Please locate every line in the records below that contains the string "trunk" and copy each one. Matching is case-sensitive.

> [Records in a dataset]:
►

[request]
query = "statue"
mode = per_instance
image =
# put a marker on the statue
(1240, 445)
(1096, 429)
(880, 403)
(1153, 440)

◄
►

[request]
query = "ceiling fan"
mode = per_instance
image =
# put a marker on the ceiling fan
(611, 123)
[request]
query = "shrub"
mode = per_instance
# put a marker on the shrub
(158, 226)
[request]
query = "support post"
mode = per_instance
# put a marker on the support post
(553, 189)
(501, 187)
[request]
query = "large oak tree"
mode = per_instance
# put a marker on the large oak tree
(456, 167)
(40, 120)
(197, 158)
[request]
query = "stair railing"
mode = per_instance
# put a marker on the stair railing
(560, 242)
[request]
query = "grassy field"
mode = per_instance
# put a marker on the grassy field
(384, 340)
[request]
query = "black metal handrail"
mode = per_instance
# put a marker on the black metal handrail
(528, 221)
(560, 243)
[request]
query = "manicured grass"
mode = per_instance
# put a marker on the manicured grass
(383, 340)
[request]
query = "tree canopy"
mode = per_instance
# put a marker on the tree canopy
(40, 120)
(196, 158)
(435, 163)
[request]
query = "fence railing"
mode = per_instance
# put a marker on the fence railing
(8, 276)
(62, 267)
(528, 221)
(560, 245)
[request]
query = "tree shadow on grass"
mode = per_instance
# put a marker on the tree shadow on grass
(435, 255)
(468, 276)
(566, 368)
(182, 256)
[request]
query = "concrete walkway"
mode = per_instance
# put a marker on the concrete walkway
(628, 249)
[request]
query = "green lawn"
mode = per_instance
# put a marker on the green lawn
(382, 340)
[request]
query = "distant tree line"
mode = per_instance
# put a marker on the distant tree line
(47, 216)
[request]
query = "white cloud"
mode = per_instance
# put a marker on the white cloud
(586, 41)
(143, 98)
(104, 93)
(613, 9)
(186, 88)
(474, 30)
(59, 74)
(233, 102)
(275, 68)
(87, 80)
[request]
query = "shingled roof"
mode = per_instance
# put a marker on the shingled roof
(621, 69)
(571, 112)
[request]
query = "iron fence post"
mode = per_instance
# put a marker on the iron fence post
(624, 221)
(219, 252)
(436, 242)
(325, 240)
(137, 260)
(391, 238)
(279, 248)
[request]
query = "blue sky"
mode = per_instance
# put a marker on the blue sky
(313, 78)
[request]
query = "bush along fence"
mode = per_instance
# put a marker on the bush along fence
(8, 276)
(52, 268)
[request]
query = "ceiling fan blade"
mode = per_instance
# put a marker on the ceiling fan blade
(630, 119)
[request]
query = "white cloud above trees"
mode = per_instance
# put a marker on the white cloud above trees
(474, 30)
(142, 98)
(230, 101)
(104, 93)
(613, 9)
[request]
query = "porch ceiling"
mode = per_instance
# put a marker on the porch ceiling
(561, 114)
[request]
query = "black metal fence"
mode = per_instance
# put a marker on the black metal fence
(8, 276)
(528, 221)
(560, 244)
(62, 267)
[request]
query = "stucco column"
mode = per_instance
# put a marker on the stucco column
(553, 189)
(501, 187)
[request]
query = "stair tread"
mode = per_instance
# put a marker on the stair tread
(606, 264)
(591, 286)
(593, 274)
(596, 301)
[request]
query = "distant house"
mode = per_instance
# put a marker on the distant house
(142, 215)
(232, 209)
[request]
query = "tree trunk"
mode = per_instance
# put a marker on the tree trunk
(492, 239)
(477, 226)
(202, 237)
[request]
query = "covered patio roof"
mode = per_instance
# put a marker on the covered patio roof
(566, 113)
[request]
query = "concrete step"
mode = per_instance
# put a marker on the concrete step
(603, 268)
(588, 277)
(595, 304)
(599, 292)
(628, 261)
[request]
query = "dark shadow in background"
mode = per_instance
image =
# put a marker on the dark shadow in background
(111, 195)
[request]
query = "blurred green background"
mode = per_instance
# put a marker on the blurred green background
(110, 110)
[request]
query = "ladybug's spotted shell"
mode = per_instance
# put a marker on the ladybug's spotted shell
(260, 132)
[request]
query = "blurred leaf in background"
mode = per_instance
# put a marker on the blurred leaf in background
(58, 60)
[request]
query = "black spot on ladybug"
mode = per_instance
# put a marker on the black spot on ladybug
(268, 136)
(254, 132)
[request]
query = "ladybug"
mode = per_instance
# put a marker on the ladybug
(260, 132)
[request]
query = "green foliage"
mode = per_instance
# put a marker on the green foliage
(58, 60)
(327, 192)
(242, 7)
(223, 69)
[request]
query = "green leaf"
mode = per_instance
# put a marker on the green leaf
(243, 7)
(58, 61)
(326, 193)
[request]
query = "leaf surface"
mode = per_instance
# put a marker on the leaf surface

◄
►

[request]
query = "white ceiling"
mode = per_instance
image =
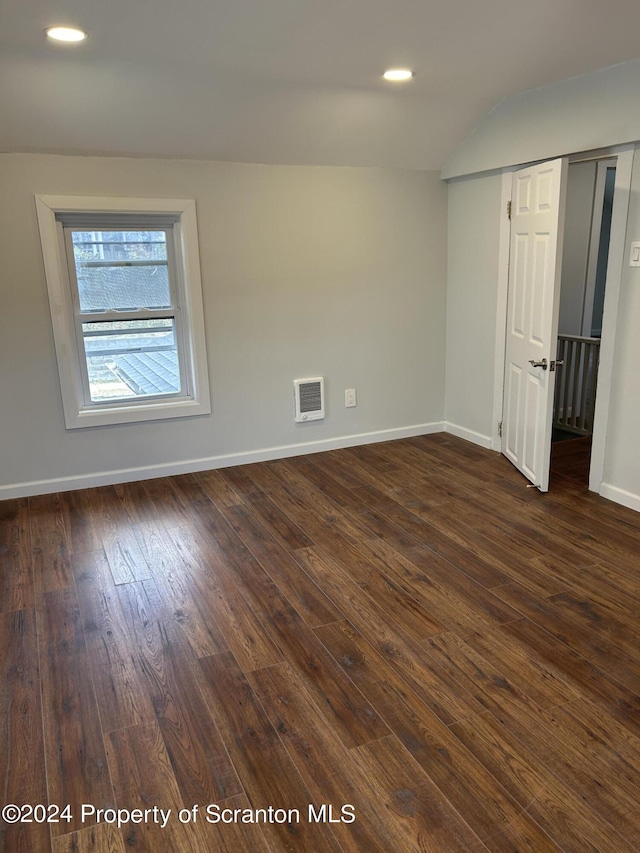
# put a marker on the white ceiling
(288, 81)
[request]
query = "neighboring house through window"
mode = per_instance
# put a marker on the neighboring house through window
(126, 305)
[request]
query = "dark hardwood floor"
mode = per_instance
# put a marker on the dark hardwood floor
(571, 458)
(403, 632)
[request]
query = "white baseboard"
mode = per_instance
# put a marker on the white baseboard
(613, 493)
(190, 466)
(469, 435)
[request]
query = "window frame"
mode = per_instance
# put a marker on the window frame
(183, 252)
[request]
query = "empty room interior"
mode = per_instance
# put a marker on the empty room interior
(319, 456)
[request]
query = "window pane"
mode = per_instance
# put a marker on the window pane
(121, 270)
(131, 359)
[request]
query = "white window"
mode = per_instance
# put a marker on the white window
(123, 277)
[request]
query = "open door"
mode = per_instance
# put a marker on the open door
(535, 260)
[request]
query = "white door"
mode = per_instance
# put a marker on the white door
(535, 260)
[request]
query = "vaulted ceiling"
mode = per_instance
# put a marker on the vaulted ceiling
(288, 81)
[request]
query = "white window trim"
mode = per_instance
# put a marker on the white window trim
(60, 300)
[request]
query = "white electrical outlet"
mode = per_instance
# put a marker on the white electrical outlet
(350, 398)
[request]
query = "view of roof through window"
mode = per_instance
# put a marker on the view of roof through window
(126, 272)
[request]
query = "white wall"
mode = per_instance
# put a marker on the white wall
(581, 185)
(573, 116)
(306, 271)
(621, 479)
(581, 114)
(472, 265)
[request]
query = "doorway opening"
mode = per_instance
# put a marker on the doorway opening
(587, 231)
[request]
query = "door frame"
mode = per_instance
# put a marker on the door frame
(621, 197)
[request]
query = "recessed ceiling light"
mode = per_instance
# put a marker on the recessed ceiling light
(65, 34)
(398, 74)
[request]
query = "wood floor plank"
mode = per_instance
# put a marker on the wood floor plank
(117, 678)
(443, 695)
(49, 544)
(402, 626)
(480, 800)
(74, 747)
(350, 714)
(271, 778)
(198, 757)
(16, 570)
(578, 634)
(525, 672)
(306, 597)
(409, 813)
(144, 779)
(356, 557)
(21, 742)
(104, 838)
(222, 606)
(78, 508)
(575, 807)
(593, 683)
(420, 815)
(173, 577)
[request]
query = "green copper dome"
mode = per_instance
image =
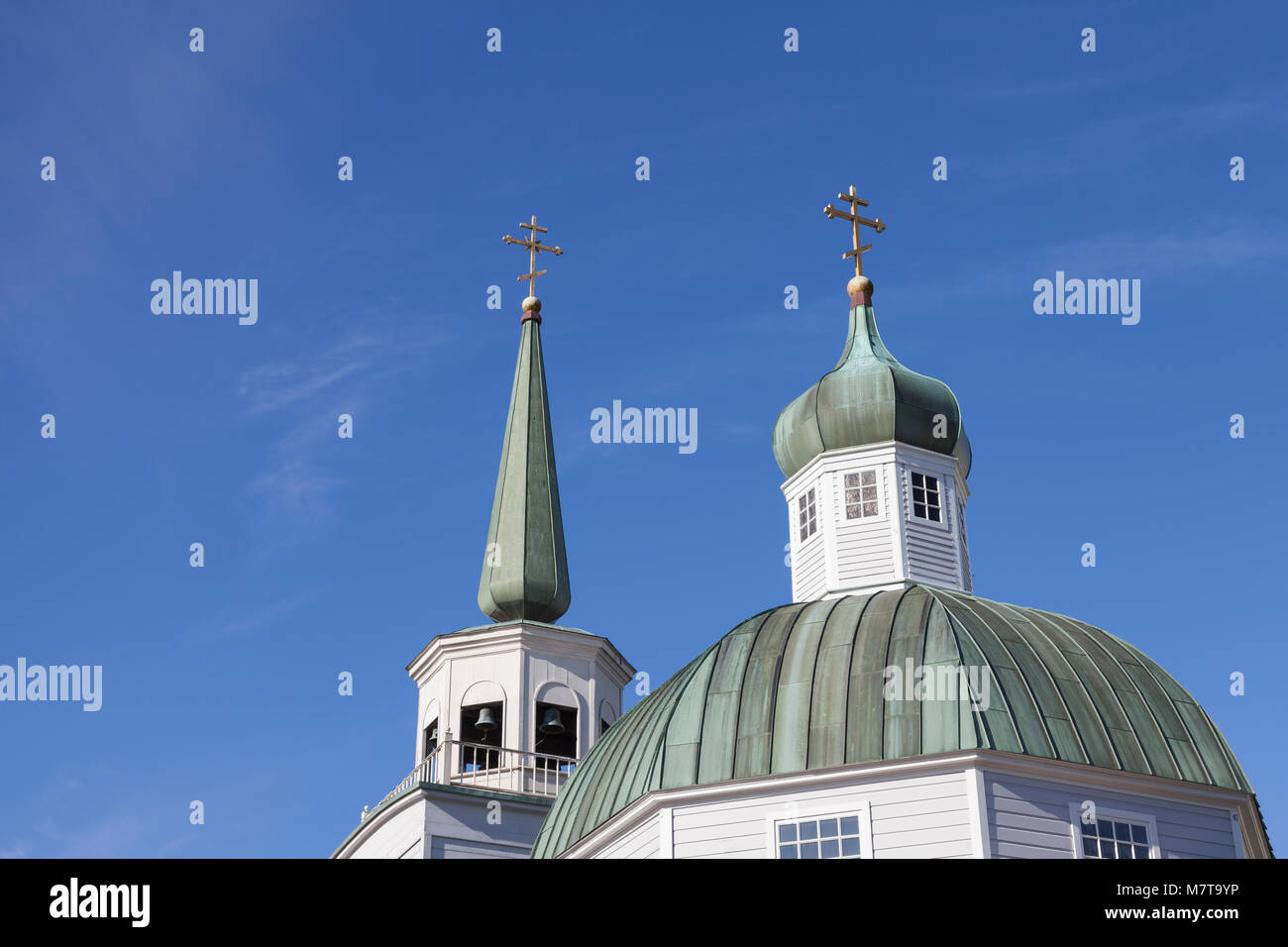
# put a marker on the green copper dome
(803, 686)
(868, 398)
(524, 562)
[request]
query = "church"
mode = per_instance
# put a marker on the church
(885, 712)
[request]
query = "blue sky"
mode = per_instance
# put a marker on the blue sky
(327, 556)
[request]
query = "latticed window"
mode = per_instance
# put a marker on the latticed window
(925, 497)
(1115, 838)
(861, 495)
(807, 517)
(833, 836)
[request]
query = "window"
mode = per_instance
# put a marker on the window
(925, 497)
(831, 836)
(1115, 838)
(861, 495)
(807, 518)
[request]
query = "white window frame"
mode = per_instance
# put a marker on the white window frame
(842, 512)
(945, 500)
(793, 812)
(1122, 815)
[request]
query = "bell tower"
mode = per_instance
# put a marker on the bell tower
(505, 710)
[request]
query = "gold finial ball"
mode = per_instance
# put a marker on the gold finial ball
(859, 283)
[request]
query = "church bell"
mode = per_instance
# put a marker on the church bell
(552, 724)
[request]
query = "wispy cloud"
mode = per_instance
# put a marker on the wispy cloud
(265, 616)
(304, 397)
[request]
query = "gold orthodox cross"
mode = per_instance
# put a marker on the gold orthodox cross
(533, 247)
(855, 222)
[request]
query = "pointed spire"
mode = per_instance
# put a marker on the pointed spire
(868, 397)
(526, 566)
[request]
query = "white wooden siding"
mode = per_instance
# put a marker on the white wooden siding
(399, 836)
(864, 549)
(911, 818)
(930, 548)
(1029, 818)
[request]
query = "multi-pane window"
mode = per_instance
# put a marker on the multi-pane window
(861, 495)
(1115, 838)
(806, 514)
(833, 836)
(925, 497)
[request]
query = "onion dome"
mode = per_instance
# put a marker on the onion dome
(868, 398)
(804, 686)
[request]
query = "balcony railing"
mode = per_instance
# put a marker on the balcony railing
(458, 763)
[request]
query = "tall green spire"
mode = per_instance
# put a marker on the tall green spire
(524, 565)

◄

> [Full answer]:
query = "tree trunk"
# put a marker on the tree trunk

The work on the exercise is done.